++++ Records for this task ++++

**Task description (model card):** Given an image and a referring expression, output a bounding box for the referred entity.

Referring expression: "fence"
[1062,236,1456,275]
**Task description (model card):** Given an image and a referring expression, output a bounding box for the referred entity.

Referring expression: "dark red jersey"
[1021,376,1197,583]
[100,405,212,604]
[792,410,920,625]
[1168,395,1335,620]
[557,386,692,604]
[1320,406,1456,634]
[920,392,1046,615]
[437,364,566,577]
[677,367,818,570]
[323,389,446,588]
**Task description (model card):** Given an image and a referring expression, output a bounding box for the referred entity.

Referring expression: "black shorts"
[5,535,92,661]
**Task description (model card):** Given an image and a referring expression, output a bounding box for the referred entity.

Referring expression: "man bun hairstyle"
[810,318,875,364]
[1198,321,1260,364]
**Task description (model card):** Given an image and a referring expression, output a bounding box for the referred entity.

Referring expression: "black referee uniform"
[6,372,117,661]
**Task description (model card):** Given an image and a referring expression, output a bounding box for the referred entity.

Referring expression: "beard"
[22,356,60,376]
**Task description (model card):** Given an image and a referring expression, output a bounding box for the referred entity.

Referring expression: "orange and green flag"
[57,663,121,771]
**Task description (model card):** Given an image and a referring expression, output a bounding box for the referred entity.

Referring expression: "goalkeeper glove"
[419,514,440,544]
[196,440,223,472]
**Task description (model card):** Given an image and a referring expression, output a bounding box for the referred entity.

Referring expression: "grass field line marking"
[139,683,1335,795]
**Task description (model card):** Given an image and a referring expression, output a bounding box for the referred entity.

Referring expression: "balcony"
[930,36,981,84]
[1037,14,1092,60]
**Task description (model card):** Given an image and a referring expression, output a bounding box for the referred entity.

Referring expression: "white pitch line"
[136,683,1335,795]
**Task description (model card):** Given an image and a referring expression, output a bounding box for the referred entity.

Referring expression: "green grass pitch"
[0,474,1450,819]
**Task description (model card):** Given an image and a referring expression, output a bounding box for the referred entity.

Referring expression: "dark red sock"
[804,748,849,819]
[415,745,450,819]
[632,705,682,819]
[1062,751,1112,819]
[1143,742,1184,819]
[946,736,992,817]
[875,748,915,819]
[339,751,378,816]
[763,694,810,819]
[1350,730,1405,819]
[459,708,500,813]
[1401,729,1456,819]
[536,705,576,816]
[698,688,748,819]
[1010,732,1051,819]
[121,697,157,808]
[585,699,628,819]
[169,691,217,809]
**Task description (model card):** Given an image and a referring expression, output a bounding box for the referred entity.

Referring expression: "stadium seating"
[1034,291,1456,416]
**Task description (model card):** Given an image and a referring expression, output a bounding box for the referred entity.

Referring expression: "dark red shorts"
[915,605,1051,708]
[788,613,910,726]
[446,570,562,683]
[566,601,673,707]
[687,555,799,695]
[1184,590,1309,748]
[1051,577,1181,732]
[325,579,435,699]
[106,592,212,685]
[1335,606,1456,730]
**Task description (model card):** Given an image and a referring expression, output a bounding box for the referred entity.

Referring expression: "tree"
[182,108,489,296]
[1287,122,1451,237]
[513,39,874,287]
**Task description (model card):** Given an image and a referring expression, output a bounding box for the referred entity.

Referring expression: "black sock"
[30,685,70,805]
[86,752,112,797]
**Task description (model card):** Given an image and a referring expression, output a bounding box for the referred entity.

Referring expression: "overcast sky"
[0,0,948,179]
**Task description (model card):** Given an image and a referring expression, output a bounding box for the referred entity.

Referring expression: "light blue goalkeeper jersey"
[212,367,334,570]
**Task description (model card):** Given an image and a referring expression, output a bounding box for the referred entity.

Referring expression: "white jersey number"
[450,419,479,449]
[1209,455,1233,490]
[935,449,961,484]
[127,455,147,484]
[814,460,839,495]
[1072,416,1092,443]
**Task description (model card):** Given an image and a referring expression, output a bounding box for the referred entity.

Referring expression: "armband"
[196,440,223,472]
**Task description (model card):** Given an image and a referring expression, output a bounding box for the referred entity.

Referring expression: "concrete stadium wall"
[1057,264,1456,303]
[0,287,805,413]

++++

▶ _Aim_
Rewrite the stretch from the start of the lines through the line containing "[1062,236,1456,275]", requests included, scaling each bounding-box coordinate in the answers by 1.15 and rounding to whole numbers, with halves rounded up.

▶ _Task solution_
**Task description (model card):** Given an image and a referring expression, output a bounding box for the referred entity.

Referring expression: "fence"
[1221,271,1674,316]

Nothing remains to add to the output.